* _Text passage_
══════════════════════════════

The checkpoint inhibitor nivolumab operates by inhibiting interactions of ligands PD-L1 and PD-L2 with its receptor, programmed death-1 receptor (PD-1), thereby blocking T-cell activation. In a phase III trial of patients with ipilimumab-refractory metastatic melanoma, Nivolumab showed a higher overall survival rate (72.9%) than dacarbazine (42.1%).70 Furthermore, in a randomized phase III trial (CheckMate 037), patients who progressed after ipilimumab monotherapy or the combination of ipilimumab and BRAF inhibitor, reported a higher response to nivolumab compared to standard chemotherapy.71 Nivolumab in combination with ipilimumab showed a higher overall response rate (37%) than nivolumab (23%) or ipilimumab (8%) monotherapies, respectively.72 This indicates that the abovementioned combination therapy is more efficient than the systemic therapies that are currently available for mucosal melanoma patients. In addition to nivolumab, other checkpoint inhibitors, such as pembrolizumab, have shown more improvement in progression-free survival, toxicity, and overall survival than ipilimumab, or the investigator-choice chemotherapy drug in the KEYNOTE trials 006 and 002.73,74 Other anti-PD-L1 antibody monotherapies, such as durvalumab and atezolizumab, have also been tested without much success.75

A multivariate analysis of patients with SNMM showed better survival following immunotherapy among patients with metastatic disease (HR: 0.14, 95% CI: 0.04–0.49), but not among those without metastatic disease. This concurs with the more frequent utilization of systemic therapies for advanced rather than localized disease. In that cohort, chemotherapy remained a nonsignificant predictor of survival.3

Treatment of SNMM is challenging due to the complexity and rarity of the disease, as well as the aggressiveness of tumors. Currently, early detection and surgical excision is considered the primary method of treatment. Recent clinical trials demonstrate the effectiveness of systemic therapies in increasing survival rates, thus encouraging the performance of large-scale clinical trials. Furthermore, poor prognosis should provide the impetus to investigate the role of new systemic neoadjuvant combination therapies in the treatment of mucosal melanoma. Table 1 summarizes the ongoing clinical trials for head and neck mucosal melanoma.

══════════════════════════════

* _Supplied information_

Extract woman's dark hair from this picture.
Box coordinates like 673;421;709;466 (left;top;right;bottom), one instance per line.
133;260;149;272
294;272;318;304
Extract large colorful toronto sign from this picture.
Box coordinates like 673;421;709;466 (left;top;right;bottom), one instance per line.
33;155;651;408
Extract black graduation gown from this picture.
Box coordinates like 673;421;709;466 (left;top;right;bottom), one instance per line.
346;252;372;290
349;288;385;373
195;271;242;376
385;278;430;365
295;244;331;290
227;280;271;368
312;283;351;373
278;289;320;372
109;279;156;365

══════════════════════════════

* _Assignment_
Continue the text on checkpoint inhibitor therapy for sinonasal mucosal melanoma, starting after its final sentence.

* _Expected output_
Table 1

Radiation Therapy

Radiation therapy (RT) can be administered to patients with SNMM as a definitive or adjuvant treatment following surgery. Samstein et al reported a retrospective analysis of 78 patients with localized, non-metastatic SNMM who were surgically treated.76 The rate of negative surgical margins was 38%. Eighty-two percent of the patients received RT, 68% as adjuvant treatment and 32% as definitive treatment, due to gross residual disease. Intensity-modulated RT was administered to 45 patients (70%) with the remainder receiving 3D conformal RT. Five-year local recurrence-free survival was higher among patients who received RT than among those who did not (59% vs 35%). The local recurrence rate was 33% among patients who received adjuvant RT, compared to 71% among those who did not. Importantly, the overall survival and disease-specific survival of the two groups was similar.76

Other studies also showed an association of adjuvant RT with reduced locoregional occurrence, but not with overall survival.3,77 According to a recent publication,78 this may be due to low SNMM recurrence of about 20% during the first five years following the commencement of treatment, alongside a high risk of systemic disease. The latter is evidenced by the occurrence of distant metastases in up to 80% of patients within the same period.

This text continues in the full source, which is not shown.